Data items
-.-.-

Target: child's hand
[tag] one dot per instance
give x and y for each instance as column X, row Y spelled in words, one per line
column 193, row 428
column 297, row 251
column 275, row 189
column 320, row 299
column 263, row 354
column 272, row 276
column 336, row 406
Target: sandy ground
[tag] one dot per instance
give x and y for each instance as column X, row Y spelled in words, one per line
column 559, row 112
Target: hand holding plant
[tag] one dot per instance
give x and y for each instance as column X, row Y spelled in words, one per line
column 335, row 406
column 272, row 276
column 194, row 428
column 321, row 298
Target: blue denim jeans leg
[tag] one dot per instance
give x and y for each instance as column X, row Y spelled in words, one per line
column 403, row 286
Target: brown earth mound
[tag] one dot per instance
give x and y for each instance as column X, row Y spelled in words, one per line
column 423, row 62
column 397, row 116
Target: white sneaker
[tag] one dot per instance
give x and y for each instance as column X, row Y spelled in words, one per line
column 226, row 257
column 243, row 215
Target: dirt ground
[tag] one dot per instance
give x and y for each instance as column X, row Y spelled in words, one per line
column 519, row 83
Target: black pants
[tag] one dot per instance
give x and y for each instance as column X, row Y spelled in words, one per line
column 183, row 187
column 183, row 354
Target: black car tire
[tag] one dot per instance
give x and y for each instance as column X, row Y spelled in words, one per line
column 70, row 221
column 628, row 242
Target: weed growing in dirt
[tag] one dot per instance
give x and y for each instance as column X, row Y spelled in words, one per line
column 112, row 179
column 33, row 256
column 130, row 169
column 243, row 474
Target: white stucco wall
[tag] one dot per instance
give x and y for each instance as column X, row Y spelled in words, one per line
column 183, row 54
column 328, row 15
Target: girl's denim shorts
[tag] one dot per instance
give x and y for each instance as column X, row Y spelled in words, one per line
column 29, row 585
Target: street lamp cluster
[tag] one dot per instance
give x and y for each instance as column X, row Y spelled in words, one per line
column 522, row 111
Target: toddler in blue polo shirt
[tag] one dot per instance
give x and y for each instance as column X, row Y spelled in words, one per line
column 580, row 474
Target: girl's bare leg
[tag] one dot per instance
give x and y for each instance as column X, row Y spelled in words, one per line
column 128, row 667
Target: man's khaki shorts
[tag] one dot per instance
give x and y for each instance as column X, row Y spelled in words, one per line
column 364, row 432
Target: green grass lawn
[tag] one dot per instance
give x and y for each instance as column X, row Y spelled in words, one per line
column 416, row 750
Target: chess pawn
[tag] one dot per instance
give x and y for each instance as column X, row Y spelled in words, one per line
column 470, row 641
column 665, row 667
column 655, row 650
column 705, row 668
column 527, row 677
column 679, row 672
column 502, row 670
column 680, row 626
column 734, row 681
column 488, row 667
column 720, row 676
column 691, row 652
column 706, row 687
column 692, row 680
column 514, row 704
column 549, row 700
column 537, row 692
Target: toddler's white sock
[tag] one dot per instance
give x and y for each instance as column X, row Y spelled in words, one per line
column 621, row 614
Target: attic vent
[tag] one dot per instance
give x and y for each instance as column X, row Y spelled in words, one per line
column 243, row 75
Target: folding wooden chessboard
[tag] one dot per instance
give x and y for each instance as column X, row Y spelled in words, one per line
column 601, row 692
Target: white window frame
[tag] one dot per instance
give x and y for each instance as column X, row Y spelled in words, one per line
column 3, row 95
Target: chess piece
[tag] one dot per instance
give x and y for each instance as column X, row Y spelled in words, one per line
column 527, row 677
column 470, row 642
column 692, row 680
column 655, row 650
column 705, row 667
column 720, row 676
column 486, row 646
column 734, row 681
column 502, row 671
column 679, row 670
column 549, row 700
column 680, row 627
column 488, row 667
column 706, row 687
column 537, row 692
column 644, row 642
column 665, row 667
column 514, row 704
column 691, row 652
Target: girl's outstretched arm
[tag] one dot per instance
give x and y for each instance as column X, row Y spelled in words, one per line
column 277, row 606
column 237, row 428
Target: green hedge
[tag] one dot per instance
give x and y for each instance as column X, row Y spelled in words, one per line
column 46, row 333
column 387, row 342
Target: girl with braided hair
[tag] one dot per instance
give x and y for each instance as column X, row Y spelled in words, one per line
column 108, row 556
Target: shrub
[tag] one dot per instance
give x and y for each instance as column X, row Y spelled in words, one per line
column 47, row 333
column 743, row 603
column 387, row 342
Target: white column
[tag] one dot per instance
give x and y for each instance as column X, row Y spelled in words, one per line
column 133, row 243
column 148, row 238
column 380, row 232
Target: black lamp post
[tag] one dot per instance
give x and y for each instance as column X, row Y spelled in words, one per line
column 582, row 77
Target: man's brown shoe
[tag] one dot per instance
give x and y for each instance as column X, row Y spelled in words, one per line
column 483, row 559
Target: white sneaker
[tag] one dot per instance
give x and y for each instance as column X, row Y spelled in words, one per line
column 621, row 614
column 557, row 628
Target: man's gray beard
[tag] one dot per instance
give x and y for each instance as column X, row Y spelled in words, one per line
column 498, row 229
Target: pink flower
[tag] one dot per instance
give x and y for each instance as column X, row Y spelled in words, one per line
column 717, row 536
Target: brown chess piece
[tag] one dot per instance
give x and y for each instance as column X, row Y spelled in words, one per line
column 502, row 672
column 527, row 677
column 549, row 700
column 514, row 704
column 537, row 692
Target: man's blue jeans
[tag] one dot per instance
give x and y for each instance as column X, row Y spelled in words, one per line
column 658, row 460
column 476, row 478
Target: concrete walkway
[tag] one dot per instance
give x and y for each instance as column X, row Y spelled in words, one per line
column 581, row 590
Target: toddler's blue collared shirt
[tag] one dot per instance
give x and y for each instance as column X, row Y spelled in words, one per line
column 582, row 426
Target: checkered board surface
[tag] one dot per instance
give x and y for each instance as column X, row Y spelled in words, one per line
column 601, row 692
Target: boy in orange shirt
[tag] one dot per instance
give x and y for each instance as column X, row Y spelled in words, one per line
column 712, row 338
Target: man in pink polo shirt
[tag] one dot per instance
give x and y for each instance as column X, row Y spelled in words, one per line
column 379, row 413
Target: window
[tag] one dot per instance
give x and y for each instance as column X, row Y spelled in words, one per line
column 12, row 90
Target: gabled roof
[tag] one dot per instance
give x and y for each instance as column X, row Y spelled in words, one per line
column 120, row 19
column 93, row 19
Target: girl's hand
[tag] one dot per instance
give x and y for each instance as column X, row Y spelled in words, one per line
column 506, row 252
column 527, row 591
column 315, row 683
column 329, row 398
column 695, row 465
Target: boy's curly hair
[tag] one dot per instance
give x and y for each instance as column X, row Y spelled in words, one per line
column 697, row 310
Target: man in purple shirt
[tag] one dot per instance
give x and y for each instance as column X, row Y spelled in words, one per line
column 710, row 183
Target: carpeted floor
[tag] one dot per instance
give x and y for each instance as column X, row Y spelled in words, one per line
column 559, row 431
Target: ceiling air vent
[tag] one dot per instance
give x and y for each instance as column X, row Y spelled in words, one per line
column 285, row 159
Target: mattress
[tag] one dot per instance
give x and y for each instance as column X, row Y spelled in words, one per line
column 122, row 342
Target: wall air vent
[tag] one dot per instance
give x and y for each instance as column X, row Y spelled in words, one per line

-.-.-

- Task instructions
Pull out every line from the one with "Target: concrete walkway" to the end of the listing, and output only those.

- Written solution
Target: concrete walkway
[tag] one dot per instance
give x and y for each instance as column X, row Y spelled in words, one per line
column 581, row 590
Target: toddler's blue collared shirt
[tag] one dot per instance
give x and y for each instance as column X, row Y spelled in words, one per line
column 582, row 426
Target: checkered board surface
[tag] one dot per instance
give x and y for each instance as column X, row Y spelled in words, one per line
column 601, row 692
Target: boy in orange shirt
[tag] one dot per instance
give x and y for each instance as column X, row Y spelled in words, one per line
column 712, row 338
Target: man in pink polo shirt
[tag] one dot per instance
give x and y for each instance as column X, row Y spelled in words, one per line
column 379, row 413
Target: window
[tag] one dot per instance
give x and y for each instance as column X, row Y spelled in words, one per line
column 12, row 90
Target: gabled roof
[tag] one dot per instance
give x and y for each instance as column X, row Y spelled in words, one per line
column 120, row 19
column 93, row 19
Target: girl's hand
[tag] one dot per instance
give x and y for each instance as column X, row Y spelled in words, one per line
column 506, row 252
column 527, row 591
column 315, row 683
column 329, row 398
column 695, row 465
Target: boy's curly hair
[tag] one dot per instance
give x and y for each instance as column X, row Y spelled in words, one per line
column 697, row 310
Target: man in purple shirt
[tag] one dot per instance
give x and y for each instance as column X, row Y spelled in words, one per line
column 710, row 183
Target: carpeted floor
[tag] one dot per instance
give x and y for each instance as column X, row Y spelled in words, one per line
column 559, row 431
Target: ceiling air vent
[tag] one dot per instance
give x and y for each instance as column X, row Y spelled in words, one per line
column 285, row 159
Target: mattress
[tag] one dot per instance
give x and y for each instance as column X, row Y spelled in words, one per line
column 122, row 342
Target: wall air vent
[tag] one dot per instance
give x and y for each instance as column X, row Y spelled in words, one per line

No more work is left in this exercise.